本文の抜粋 -
**********

だいぶつこ。永平寺ダム。
呼び方としては永平寺ダムの方が一般的かもしれない。ダム下流側1kmのところには芭蕉ゆかりの地でもある大本山永平寺、ダムの後背には大佛寺山(だいぶつじさん)を背負う。大仏寺は永平寺の古名。
山名から採ったにせよ、寺の古名からにせよ、「大仏湖」では正直、違和感が拭えない。古都奈良に大仏池(正式名は二ッ池)があるが、これは奈良大仏のすぐ裏手という立地。しかるに大仏湖といえばどうしても大仏はどこにと思ってしまうし、山名にしても寺の古名にしても「大仏寺」なのだから、「大仏寺湖」の方がしっくりくるようにも思う。
永平寺は最盛期には年間100万人を越える参拝客を誇ったが、近年は50万人前後。参道駐車場はすべて有料で、かなり強引な感じで手招きする呼び込みのおばちゃん、おじちゃんたちが次々と現れる。ダムの方へと上がっていく道は参道につき車両通行禁止となっていたため、一回目の訪問時はダムまでたどり着けなかった。
ダムへのアプローチには、ダムの流れ出し河川とは異なる、一本南側の沢伝いの道に入る必要があると分かったのは、数年たってからだった。永平寺入口の信号から国道を南に250mほど進んだところに枝道の入口があるのだが、分かりにくいので注意深く進む必要がある。
この道を進む途中で対向車が一台。離合困難なほど狭い道でもないのだが、なぜか停車した高齢ドライバーにすごい敵意で睨まれた。
ダムサイトまで進むと管理事務所横に駐車場があった。対岸側に草刈りらしき軽トラックが一台停まっているだけで、一望できる程度のダム湖は釣り禁止のせいか誰もいない。
インレット側にある大佛寺山登山口。
ダム湖の後背に構える大佛寺山であるが、ダムサイトからぐるっと湖周に沿って奥側にまわっていくと、インレット側に舗装された駐車スペースと登山口がある。
ダム湖は堰体天端以外は周回道路でクルマで走ることができるのだが、ちょうどインレット側の登山口を確認しておこうと思ってクルマで進んだときに、折り悪く対岸側にいた軽トラのおじいさんが引き返して来るところに鉢合わせた。
ちょうどすれ違いできない場所で、おじいさんは何度も切り返しをしながら延々とバックしてくれた。
やっとすれ違いできたところで挨拶するも、目も合わしてくれない。敵意というほどではないが、やはり腹がたっているのだろう。

**********

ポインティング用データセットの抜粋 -
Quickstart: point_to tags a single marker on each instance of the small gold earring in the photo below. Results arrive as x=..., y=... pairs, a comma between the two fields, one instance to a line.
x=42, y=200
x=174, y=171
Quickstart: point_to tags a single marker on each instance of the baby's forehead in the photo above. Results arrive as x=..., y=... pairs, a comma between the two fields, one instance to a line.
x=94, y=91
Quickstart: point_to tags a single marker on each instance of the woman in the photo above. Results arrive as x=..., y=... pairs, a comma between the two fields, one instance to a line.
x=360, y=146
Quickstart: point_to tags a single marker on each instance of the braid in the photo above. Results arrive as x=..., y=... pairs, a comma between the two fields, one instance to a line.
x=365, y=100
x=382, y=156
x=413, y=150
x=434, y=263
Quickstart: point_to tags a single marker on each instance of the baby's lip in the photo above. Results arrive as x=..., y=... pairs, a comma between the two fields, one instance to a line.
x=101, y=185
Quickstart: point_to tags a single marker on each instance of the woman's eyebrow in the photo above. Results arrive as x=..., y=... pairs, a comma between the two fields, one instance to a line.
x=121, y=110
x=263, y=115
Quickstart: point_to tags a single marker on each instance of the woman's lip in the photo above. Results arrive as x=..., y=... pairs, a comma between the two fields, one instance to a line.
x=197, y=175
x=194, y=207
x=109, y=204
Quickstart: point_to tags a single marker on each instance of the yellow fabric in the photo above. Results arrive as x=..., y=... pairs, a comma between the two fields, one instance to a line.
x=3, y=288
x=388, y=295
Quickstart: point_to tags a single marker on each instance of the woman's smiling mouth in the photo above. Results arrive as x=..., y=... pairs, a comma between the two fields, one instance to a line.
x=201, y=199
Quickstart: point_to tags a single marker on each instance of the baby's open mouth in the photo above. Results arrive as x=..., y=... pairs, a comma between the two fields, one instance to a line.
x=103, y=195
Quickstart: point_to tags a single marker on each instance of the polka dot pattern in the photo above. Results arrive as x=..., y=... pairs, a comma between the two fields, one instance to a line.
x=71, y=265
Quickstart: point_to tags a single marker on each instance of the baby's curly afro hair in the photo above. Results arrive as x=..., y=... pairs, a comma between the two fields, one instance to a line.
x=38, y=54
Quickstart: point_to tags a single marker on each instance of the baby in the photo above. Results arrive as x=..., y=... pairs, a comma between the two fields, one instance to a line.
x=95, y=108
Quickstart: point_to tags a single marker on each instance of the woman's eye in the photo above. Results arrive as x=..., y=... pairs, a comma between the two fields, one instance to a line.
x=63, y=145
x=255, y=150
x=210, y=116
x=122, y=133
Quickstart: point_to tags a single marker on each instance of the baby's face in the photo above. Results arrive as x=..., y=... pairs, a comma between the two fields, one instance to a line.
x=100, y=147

**********

解く問題 -
(1) 永平寺ダムの文章にある「ダムサイトまで進むと管理事務所横に駐車場があった。」という一文を英語に訳してください。
(2) 記録のうち、「the woman's lip」を含む行から「x=201, y=199」を含む行まで(両端も含む)を、列名「依頼文」と「回答」の2列のCSVに入れてください。依頼文1件につき1行とし、それぞれダブルクォートで囲んだ1つのフィールドにまとめ、改行はスペースに置き換えてください。
本文と記録は、それぞれ別のところから取ったものです。

練習の答え -
(1) Going on to the dam site, there was a parking lot next to the management office.

(2)
依頼文,回答
"Quickstart: point_to tags a single marker on each instance of the woman's lip in the photo above. Results arrive as x=..., y=... pairs, a comma between the two fields, one instance to a line.","x=197, y=175 x=194, y=207 x=109, y=204"
"Quickstart: point_to tags a single marker on each instance of the yellow fabric in the photo above. Results arrive as x=..., y=... pairs, a comma between the two fields, one instance to a line.","x=3, y=288 x=388, y=295"
"Quickstart: point_to tags a single marker on each instance of the woman's smiling mouth in the photo above. Results arrive as x=..., y=... pairs, a comma between the two fields, one instance to a line.","x=201, y=199"